(Stored items)
________

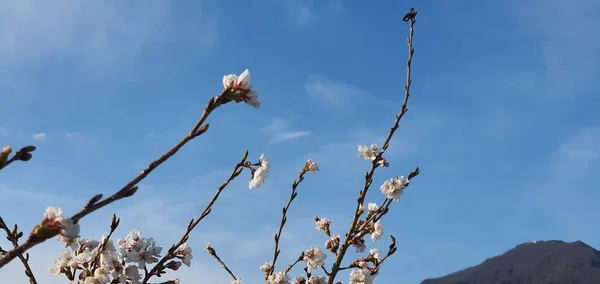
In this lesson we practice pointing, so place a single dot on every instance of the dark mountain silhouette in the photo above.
(543, 262)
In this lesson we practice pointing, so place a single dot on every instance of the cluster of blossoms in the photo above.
(104, 263)
(372, 153)
(67, 229)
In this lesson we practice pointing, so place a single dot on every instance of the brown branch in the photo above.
(284, 220)
(13, 236)
(160, 266)
(22, 155)
(212, 252)
(130, 188)
(410, 18)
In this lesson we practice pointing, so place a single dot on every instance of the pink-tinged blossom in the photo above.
(278, 278)
(185, 252)
(373, 207)
(314, 258)
(394, 188)
(311, 166)
(361, 276)
(267, 266)
(322, 224)
(241, 85)
(377, 231)
(316, 280)
(368, 153)
(374, 253)
(259, 175)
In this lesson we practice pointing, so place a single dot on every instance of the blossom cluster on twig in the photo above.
(135, 259)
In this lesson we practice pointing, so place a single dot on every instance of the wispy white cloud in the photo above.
(278, 130)
(307, 12)
(334, 93)
(39, 136)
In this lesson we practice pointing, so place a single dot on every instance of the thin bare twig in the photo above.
(22, 155)
(159, 268)
(130, 188)
(212, 252)
(410, 18)
(284, 220)
(13, 236)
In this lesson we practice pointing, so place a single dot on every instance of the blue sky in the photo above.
(503, 123)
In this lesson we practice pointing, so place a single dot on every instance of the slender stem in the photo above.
(368, 178)
(173, 250)
(212, 252)
(284, 220)
(127, 190)
(13, 237)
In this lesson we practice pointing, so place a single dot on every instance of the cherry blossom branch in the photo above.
(212, 252)
(113, 226)
(160, 267)
(410, 18)
(130, 188)
(22, 155)
(308, 166)
(13, 237)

________

Task brief:
From the line containing "blossoms in the photo above." to the final line of the data, repeat each line exactly. Include both ends.

Answer box:
In this lesson we practice pointing, so place a single dot on every instance of the cluster of blossoms in the photo above.
(104, 263)
(372, 153)
(67, 229)
In this lesson we practice pointing, so place a single dot on every instance of the brown branch in the photo above.
(284, 220)
(13, 236)
(160, 266)
(22, 155)
(212, 252)
(130, 188)
(410, 18)
In this lesson we practice pointing, so place a single dot on every instance of the pink-tinged blossom in the photo above.
(278, 278)
(185, 252)
(373, 207)
(314, 258)
(394, 188)
(311, 166)
(361, 276)
(267, 266)
(322, 224)
(241, 85)
(377, 231)
(316, 280)
(368, 153)
(374, 253)
(259, 175)
In this lesson we practice pointing, so place a single dot on every instance of the blossom cluster on twig in the photo above.
(135, 259)
In this lesson we practice pointing, so place a single dot on every instance of the wispy white cloud in the photo above.
(278, 130)
(307, 12)
(334, 93)
(39, 136)
In this lesson we practice pointing, so place a single dot on every instance of the thin bare twig in the photo above.
(22, 155)
(159, 268)
(130, 188)
(212, 252)
(410, 18)
(284, 220)
(13, 236)
In this lesson we practice pointing, so place a single dot on every instance of the blue sky in the photo above.
(503, 123)
In this lesson we practice pointing, so place a single dot on every instance of the slender stem in the photo above.
(368, 178)
(173, 250)
(212, 252)
(284, 220)
(127, 190)
(13, 237)
In this lesson we practice pointing, so place a single dot on every instance of the cherry blossom branch in the photo above.
(212, 252)
(113, 226)
(160, 267)
(410, 18)
(130, 188)
(22, 155)
(308, 166)
(13, 237)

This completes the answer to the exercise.